◆ **SOAL TERTULIS**
Tolong teruskan tulisan tentang zakat barang dagangan di bawah ini, mulai tepat setelah kalimat terakhirnya.

Contoh si A membeli barang-barang meubel untuk dipakai dan ditaruh dirumah, maka ini tidak kena zakat, sebab tidak ada zakat pada harta yang kita gunakan sendiri seperti rumah, kendaraan, pakaian, walaupun berjumlah banyak kecuali jika itu diperdagangkan . Nah, jika si A membeli  barang-barang tersebut untuk dijual, maka barang tersebut wajib dikeluarkan zakatnya jika sudah mencapai nishabnya dan jika sudah satu haul (setahun), yaitu dengan cara ditaksir harganya dan dikeluarkan dalam bentuk harganya itu, sebanyak 1/40 harganya.

Abu Amr bin Himas menceritakan, bahwa ayahnya menjual kulit dan alat-alat yang terbuat dari kulit, lalu Umar bin Al Khathab berkata kepadanya:

يَا حِمَاسُ ، أَدِّ زَكَاةَ مَالَك ، فَقَالَ : وَاللَّهِ مَا لِي مَالٌ ، إنَّمَا أَبِيعُ الأَدَمَ وَالْجِعَابَ ، فَقَالَ : قَوِّمْهُ وَأَدِّ زَكَاتَهُ.

“Wahai Himas, tunaikanlah zakat hartamu itu.” Beliau menjawab: “Demi Allah, saya tidak punya harta, sesungguhnya saya cuma menjual kulit.” Umar berkata: “Perkirakan harganya, dan keluarkan zakatnya!” (Diriwayatkan oleh Ibnu Abi Syaibah dalam Al Mushannaf No. 10557, Abdurrazzaq dalam Al Mushannaf No.  7099, Al Baihaqi dalam As Sunan Al Kubra No. 7392)

◆ **BAGIAN DATA**
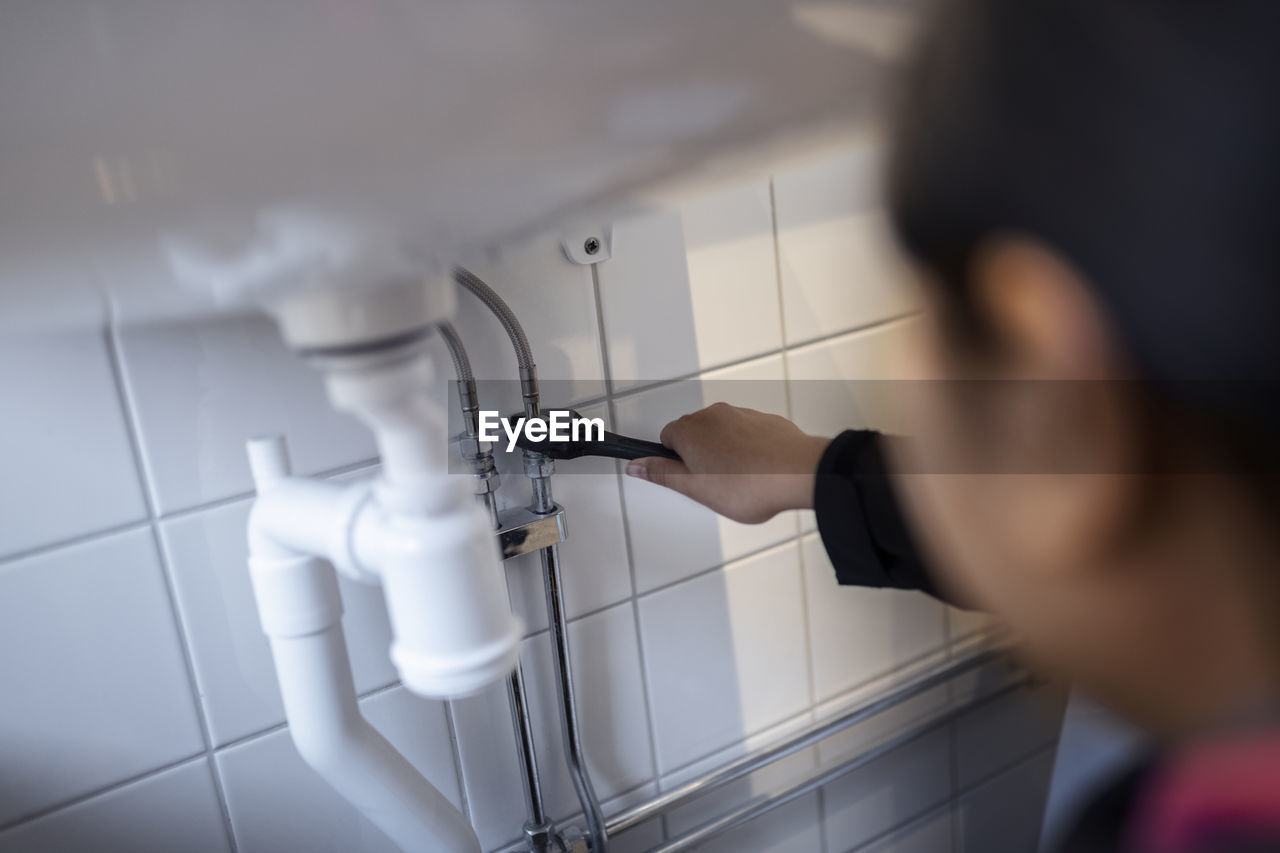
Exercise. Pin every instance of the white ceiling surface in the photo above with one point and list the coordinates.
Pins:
(447, 126)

◆ **JAWABAN LATIHAN**
Dari kisah ini, Imam Ibnu Qudamah mengatakan adanya zakat tijarah adalah ijma’, sebab tidak ada pengingkaran terhadap sikap Umar bin Al Khathab Radhiallahu ‘Anhu.

Beliau mengatakan:

وَهَذِهِ قِصَّةٌ يَشْتَهِرُ مِثْلُهَا وَلَمْ تُنْكَرْ ، فَيَكُونُ إجْمَاعًا

Kisah seperti ini masyhur (tenar), dan tidak ada yang mengingkarinya, maka hal ini menjadi ijma’. (Lihat Al Mughni, 5/414. Mawqi’ Al Islam)

Yang termasuk kategori ini, adalah hasil dari sewa menyewa. Tanah, kios, kebun, rumah, tidaklah ada zakatnya, tetapi jika disewakan maka harga sewa itu yang dizakatkan.

Syaikh Muhammad Khaathir Rahimahullah (mufti Mesir pada zamannya) berkata:

لا تجب فى الأرض المعدة للبناء زكاة إلا إذا نوى التجارة بشأنها

Tanah yang dipersiapkan untuk didirikan bangunan tidak wajib dizakati, kecuali diniatkan untuk dibisniskan dengan mengembangkannya. (Fatawa Al Azhar, 1/157. Fatwa 15 Muharam 1398)

Syaikh Abdul Aziz bin Abdullah bin Baaz Rahimahullah (Mufti Arab Saudi pada zamannya)  ditanya:

س : إذا كان لدى الإنسان قطعة أرض ولا يستطيع بناءها ولا الاستفادة منها ، فهل تجب فيها الزكاة ؟
ج : إذا أعدها للبيع وجبت فيها الزكاة ، وإن لم يعدها للبيع أو تردد في ذلك ولم يجزم بشيء ، أو أعدها للتأجير فليس عليه عنها زكاة ، كما نص على ذلك أهل العلم ؛ لما روى أبو داود رحمه الله عن سمرة بن جندب -رضي الله عنه- قال : « أمرنا رسول الله -صلى الله عليه وسلم- أن نخرج الصدقة مما نعده للبيع » .

Pertanyaan:

Jika manusia punya sebidang tanah dan dia tidak mampu mendirikan bangunan dan tidak pula bisa memanfaatkannya, apakah tanah itu wajib dizakati?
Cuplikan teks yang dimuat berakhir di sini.